▶ [Exercise prompt]:
Which lines in the rows below contain the string "drape"? Pull out each of those lines in full, and treat the match as case-sensitive.
....
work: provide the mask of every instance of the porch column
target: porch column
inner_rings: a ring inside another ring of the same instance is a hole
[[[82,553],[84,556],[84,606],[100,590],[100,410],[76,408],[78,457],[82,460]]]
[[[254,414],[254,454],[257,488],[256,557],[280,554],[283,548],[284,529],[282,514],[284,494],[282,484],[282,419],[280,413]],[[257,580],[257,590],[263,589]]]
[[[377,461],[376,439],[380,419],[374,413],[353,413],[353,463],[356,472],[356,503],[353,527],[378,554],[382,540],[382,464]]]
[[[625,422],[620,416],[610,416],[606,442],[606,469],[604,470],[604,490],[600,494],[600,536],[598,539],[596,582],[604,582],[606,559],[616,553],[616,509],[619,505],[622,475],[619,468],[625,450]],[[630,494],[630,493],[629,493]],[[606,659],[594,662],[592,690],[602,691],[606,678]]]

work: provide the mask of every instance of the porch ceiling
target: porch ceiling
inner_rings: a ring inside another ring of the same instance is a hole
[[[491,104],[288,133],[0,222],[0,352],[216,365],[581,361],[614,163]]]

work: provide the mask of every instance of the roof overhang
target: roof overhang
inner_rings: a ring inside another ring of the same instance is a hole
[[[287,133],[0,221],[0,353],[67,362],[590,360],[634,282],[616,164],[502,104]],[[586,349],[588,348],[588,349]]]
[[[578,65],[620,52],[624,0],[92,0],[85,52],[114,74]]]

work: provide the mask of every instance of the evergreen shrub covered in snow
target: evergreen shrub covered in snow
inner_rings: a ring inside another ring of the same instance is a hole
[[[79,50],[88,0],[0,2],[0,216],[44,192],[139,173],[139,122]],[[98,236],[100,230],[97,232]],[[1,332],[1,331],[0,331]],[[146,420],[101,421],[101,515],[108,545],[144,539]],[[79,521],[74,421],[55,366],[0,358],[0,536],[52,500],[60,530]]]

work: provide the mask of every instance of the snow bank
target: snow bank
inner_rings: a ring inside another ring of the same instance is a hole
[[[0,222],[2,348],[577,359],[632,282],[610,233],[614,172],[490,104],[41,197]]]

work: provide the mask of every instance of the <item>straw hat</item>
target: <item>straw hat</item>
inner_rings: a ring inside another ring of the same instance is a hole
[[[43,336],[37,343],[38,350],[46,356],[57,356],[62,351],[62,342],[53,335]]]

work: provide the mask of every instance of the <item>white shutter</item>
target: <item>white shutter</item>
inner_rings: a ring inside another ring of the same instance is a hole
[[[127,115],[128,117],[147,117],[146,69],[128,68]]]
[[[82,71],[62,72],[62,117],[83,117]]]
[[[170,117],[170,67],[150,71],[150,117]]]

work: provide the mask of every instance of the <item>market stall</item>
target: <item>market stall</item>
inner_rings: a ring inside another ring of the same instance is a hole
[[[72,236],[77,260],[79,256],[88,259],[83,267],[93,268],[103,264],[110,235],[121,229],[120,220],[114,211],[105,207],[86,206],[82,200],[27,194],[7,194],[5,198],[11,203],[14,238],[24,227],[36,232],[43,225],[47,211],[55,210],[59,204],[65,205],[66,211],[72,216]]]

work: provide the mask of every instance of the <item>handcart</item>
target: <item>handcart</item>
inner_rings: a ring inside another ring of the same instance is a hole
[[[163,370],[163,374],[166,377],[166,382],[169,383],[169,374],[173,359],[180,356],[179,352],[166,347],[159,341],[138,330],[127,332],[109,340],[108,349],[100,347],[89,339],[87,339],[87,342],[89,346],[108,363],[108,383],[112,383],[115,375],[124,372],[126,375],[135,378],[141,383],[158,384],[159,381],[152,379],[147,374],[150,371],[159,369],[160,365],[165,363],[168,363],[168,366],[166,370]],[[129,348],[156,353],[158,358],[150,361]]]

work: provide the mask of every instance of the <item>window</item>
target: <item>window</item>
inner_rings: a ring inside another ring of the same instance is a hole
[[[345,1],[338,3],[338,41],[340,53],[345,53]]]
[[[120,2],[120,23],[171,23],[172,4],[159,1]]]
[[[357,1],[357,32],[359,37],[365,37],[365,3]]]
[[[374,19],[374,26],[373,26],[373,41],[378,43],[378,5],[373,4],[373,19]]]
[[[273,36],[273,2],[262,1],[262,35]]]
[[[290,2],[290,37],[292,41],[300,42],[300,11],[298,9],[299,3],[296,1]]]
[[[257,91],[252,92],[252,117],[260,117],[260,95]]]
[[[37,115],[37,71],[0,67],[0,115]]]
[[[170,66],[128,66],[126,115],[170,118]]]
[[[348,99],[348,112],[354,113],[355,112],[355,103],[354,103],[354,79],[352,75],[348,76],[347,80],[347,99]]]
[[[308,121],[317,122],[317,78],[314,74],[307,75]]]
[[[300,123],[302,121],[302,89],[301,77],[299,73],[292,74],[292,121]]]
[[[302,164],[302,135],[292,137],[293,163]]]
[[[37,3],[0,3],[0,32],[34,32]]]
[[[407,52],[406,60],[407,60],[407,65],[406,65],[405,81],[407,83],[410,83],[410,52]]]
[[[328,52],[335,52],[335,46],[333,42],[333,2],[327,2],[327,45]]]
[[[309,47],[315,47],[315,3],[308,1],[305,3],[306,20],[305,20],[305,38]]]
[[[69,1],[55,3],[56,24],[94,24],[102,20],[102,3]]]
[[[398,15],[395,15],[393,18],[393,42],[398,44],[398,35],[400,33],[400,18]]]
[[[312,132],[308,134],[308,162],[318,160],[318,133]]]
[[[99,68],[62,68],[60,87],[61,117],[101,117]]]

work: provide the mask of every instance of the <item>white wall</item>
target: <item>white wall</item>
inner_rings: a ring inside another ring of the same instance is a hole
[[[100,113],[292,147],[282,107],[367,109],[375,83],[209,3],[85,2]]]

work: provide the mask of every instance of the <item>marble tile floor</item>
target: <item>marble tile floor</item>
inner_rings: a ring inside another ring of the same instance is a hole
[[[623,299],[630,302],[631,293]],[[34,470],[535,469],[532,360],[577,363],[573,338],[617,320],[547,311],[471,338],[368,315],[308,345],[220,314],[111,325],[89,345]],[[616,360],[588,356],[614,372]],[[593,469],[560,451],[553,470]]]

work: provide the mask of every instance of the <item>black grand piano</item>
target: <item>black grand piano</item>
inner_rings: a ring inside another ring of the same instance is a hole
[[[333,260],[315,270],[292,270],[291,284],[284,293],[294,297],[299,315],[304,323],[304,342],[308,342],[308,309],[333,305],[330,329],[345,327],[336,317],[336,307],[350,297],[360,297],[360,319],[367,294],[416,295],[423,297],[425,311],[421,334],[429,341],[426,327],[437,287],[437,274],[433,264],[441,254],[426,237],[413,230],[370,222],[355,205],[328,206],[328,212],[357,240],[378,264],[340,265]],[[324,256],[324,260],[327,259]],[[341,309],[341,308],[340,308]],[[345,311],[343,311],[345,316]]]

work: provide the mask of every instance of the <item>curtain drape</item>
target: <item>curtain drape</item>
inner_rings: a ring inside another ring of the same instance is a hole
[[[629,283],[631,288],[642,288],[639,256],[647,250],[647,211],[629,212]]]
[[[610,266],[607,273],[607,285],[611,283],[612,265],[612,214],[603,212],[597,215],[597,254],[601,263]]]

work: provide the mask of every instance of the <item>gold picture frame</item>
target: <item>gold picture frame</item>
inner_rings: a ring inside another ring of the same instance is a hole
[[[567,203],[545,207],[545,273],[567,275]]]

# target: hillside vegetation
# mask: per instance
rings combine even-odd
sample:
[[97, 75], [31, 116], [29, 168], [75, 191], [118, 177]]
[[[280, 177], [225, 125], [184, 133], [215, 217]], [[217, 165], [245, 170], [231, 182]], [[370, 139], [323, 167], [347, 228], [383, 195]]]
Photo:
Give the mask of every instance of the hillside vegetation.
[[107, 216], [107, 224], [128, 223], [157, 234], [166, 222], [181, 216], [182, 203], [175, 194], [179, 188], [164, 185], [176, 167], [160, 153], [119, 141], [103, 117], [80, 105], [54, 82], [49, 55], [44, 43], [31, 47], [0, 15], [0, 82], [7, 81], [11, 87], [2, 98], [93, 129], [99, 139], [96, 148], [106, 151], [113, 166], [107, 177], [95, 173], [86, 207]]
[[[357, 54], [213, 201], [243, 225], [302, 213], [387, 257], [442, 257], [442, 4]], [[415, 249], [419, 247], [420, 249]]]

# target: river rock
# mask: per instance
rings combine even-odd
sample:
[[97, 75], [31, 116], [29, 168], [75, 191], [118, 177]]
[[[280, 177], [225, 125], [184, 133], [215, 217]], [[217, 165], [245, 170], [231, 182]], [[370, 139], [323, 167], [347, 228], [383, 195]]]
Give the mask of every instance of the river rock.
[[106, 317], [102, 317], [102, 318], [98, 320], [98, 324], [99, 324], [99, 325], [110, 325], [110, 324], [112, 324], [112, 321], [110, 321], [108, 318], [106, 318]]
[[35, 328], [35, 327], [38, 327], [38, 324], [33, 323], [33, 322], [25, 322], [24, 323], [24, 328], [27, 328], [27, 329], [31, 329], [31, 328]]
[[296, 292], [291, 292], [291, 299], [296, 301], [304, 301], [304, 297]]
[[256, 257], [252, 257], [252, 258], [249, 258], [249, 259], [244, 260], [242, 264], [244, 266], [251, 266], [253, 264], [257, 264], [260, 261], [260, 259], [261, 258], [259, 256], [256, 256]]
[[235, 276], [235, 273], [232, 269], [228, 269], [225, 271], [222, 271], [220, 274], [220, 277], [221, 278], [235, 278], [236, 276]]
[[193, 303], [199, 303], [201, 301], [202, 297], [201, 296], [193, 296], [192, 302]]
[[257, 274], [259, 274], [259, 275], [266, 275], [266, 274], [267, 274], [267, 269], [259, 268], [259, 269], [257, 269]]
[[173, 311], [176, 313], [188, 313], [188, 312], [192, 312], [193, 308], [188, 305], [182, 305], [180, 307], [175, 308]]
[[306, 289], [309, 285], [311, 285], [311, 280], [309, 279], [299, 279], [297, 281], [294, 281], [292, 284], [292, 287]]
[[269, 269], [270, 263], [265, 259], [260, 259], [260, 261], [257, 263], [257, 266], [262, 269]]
....
▶ [Reply to the exercise]:
work: provide the mask of every instance of the <item>curtain drape</item>
target: <item>curtain drape</item>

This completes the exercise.